« Une conception différente du temps s’impose à moi, plus dilatée, moins fractionnée, où les évènements d’hier chevauchent ceux d’aujourd’hui et ceux de demain. Pour ce qui est de vivre, seul le temps présent existe ».
C’est le troisième roman de Didier Castino et encore une fois je suis séduite par un livre publié par la maison d’édition Les avrils.
C’est l’histoire d’un couple, Hervé et Blanche. Ils sont marqués par une évidence : la lutte, le combat, la défense de leurs valeurs. Le monde dans lequel ils vivent est en crise et est caractérisé par une grande violence.
Un matin du premier jour d’une guerre dont on ne sait rien, Blanche part comme à son habitude et ne sais pas qu’à 18h22 elle ne répondra pas au téléphone lorsqu’Hervé l’appellera car le balcon d’un immeuble s’effondrera sur elle.
« Je pense au Balconde Genet et à celui de Juliette, et au Balcon en forêtque tu aimes tant. Tout cela nous tomberait sur la gueule ? Tu as raison, c’est impossible…Et celui de Baudelaire, Que l’espace est profond ! Que le cœur est puissant !Plus fort que tout, plus solide, bien accroché. Nous avons dit souvent d’impérissables choses.Je le relis et découvre ce que je n’avais pas lu. En me penchant vers toi, reine des adorées, / Je croyais respirer le parfum de ton sang.Oui un balcon vigoureusement ancré dans nos mémoires. Et je buvais ton souffle, ô douceur ! ô poison ! L’ouvrage est indestructible, fixé pour l’éternité. Je sais l’art d’évoquer les minutes heureuses… »
Hervé ne savait pas qu’il comptait à rebours les dernières heures d’une guerre intime que sa vie allait basculer non pas à cause de cette guerre qu’ils redoutaient tant mais de la perte de l’être aimée.

À faire: Relevez tous les noms de personnes, réelles ou inventées, qui figurent dans le texte sur le roman de Didier Castino.

Les lignes:

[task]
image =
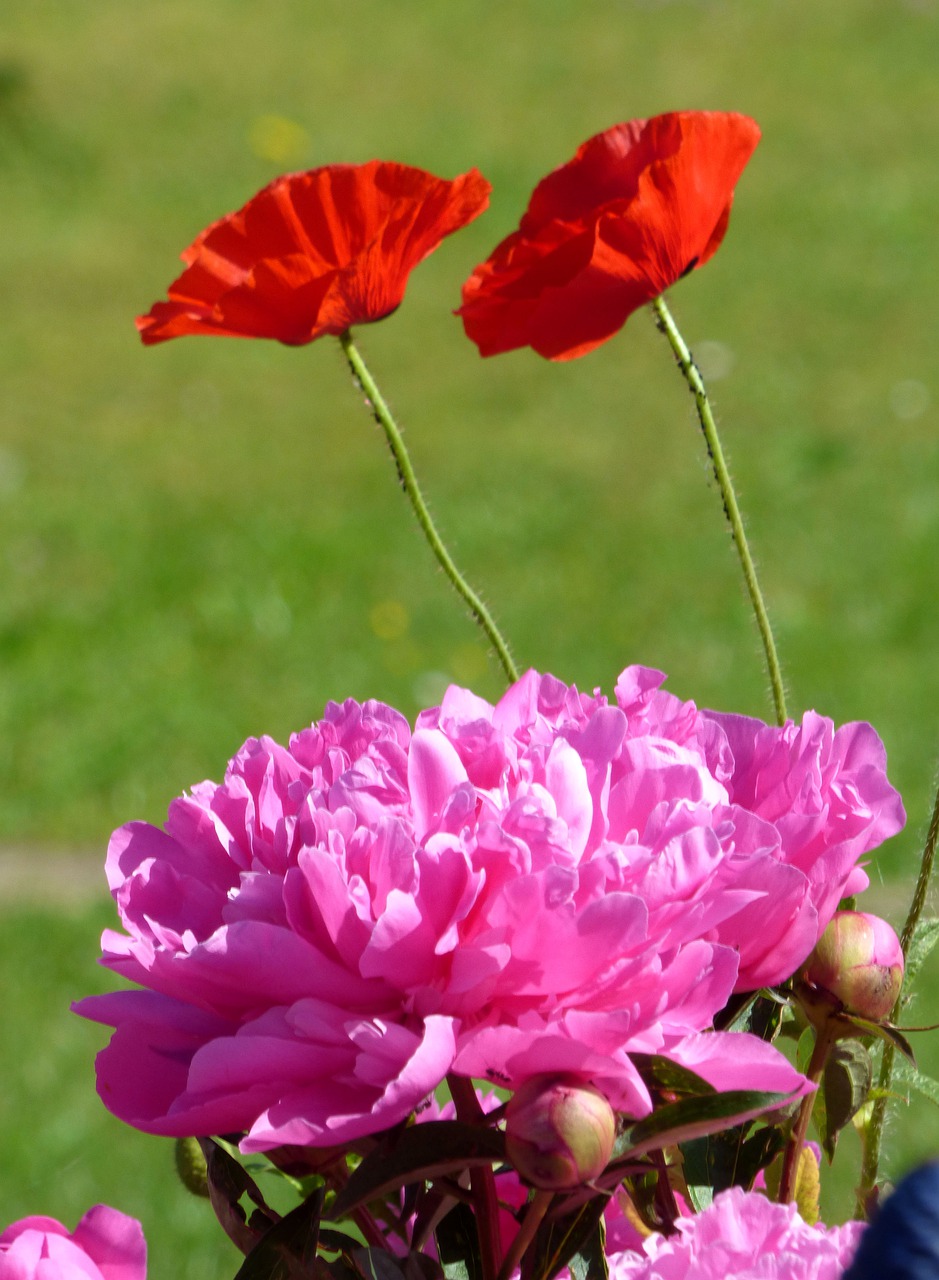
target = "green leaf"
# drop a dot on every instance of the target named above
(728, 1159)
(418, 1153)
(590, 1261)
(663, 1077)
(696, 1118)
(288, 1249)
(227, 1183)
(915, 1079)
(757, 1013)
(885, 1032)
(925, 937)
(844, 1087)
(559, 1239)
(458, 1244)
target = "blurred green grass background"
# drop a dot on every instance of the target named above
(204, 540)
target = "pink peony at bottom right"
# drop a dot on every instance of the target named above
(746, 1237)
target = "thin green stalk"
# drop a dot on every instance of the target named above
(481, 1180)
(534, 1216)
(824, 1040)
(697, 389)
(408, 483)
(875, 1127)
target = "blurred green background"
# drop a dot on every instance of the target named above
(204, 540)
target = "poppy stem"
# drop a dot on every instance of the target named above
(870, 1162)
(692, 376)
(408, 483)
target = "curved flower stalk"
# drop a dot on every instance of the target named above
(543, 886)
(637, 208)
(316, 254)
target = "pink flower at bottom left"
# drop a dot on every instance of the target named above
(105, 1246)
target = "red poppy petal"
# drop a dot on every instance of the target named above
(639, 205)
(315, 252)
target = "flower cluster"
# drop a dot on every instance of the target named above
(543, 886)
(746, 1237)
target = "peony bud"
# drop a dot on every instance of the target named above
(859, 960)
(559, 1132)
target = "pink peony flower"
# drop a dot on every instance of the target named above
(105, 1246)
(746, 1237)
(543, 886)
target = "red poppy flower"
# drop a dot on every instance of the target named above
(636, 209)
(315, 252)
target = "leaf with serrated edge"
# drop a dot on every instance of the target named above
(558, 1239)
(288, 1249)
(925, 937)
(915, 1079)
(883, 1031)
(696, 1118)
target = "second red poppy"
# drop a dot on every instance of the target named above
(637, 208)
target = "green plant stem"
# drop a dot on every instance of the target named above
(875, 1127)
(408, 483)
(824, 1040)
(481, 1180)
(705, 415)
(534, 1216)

...

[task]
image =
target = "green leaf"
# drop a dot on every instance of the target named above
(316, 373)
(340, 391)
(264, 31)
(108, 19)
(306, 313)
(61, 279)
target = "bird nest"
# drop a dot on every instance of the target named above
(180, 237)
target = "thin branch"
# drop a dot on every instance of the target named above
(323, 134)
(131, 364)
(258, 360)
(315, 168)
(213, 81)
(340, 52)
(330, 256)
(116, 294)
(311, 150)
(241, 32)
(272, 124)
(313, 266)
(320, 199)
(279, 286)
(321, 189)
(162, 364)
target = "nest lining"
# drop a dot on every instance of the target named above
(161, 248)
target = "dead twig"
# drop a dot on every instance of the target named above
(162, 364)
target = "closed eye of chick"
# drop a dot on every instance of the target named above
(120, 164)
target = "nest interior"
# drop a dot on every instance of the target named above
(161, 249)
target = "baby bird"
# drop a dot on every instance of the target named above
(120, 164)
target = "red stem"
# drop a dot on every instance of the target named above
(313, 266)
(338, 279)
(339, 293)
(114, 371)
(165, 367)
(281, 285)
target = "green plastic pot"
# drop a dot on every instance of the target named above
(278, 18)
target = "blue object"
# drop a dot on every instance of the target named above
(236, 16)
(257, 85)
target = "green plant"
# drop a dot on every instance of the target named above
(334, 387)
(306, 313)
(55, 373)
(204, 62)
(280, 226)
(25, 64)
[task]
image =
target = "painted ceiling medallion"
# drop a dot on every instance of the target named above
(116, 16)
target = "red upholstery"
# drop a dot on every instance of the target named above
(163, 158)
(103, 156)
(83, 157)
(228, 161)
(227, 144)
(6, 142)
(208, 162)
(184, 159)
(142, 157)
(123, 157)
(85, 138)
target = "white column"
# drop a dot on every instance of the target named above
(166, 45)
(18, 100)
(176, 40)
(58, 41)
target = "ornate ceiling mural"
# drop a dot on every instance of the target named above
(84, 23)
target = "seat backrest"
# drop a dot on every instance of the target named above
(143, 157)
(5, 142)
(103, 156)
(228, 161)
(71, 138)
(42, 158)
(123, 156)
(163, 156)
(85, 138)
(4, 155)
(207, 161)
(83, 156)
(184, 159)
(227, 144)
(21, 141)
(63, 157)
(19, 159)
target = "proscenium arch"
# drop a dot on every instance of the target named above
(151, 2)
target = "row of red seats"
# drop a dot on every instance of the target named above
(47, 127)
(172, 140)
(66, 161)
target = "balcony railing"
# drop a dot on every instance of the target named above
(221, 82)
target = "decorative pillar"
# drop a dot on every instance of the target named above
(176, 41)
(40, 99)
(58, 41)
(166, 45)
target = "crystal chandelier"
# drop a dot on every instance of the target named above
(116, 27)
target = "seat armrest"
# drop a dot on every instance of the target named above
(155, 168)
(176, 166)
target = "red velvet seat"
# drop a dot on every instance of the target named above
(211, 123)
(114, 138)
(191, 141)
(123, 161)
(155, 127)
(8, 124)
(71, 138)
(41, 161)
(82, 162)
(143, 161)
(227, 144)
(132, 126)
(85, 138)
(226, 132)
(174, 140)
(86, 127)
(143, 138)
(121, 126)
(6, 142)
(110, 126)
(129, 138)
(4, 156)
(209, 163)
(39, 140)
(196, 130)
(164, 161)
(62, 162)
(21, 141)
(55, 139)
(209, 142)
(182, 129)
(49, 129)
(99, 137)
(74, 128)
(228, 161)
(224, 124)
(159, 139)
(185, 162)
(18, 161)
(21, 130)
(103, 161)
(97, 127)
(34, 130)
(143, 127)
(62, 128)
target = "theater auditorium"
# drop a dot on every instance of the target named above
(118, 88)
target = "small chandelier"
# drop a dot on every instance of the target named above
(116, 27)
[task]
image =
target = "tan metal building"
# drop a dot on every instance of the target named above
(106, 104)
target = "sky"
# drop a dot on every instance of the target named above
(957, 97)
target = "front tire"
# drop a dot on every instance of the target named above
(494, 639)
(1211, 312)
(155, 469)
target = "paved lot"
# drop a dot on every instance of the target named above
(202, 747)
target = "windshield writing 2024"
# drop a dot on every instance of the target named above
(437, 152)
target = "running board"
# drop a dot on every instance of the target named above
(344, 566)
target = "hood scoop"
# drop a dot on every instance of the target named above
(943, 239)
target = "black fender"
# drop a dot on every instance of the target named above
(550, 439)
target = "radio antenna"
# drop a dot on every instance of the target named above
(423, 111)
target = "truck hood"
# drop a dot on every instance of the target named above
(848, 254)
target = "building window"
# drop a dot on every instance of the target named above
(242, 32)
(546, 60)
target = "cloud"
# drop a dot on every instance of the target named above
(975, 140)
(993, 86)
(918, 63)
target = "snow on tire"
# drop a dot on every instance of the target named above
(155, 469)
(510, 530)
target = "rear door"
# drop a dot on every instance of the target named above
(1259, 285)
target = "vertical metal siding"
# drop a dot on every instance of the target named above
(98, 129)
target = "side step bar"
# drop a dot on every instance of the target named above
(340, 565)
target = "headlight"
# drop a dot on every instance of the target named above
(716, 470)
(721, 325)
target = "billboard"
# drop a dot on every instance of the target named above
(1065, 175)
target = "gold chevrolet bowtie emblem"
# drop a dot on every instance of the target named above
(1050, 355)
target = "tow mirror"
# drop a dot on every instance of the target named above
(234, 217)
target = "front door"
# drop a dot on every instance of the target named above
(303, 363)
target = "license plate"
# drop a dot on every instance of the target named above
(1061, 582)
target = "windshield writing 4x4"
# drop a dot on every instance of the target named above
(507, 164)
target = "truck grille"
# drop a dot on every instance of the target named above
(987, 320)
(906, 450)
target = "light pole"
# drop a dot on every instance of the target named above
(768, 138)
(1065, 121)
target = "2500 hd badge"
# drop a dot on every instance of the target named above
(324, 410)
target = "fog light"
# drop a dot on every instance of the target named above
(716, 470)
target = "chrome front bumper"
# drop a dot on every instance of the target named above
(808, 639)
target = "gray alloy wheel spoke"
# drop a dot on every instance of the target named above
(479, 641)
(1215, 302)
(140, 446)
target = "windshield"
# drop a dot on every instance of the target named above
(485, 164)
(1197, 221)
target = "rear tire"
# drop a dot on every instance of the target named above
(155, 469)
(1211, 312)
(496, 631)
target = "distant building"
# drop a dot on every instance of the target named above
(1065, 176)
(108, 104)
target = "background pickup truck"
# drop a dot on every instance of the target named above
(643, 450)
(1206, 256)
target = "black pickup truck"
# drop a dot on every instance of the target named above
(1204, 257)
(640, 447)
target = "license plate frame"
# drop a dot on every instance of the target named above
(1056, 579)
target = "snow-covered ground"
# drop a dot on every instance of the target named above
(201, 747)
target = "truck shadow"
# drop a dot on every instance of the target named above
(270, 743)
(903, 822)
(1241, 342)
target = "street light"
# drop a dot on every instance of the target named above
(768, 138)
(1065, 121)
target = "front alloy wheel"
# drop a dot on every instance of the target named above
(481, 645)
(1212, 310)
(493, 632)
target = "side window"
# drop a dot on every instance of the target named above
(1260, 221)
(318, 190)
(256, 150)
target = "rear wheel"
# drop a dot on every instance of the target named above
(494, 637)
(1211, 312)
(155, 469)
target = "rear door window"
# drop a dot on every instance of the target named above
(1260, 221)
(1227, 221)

---

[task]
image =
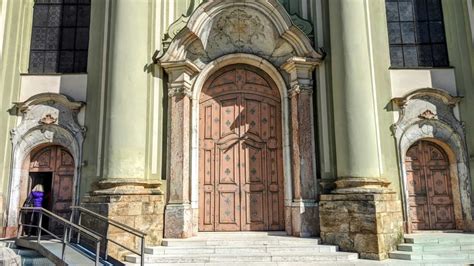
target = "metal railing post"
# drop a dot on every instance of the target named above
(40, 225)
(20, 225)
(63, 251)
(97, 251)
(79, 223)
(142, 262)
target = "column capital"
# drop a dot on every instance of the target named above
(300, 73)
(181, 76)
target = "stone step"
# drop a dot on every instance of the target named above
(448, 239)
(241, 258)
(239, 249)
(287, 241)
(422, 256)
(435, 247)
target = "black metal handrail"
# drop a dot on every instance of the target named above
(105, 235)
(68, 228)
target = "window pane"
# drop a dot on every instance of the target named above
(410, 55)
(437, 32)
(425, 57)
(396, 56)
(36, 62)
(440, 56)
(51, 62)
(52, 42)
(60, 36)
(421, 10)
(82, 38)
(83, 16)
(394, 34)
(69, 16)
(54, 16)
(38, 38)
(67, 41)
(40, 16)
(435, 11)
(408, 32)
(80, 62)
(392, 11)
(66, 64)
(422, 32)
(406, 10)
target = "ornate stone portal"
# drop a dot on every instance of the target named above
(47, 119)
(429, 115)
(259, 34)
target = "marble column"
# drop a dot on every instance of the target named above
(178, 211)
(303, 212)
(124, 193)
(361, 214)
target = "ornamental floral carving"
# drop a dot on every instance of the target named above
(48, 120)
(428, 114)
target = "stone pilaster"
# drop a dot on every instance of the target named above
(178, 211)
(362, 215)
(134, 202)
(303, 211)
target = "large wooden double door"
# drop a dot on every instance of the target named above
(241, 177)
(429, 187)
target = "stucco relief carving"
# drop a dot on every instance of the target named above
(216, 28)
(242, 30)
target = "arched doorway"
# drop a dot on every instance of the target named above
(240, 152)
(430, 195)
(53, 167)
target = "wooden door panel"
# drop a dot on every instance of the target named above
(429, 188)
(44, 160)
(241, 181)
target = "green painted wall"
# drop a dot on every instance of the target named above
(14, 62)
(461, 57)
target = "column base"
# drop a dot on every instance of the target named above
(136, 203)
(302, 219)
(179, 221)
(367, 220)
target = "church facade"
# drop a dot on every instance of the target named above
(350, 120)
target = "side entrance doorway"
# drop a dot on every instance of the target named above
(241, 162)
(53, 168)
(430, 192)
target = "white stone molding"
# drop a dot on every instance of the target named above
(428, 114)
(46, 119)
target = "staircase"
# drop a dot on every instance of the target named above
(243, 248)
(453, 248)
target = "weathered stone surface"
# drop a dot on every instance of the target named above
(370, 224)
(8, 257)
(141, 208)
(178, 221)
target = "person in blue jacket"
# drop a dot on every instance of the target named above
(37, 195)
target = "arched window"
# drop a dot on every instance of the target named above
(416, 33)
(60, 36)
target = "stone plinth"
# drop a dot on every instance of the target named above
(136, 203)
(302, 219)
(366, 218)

Exercice terminé: Didier Castino, Hervé, Blanche, Genet, Juliette, Baudelaire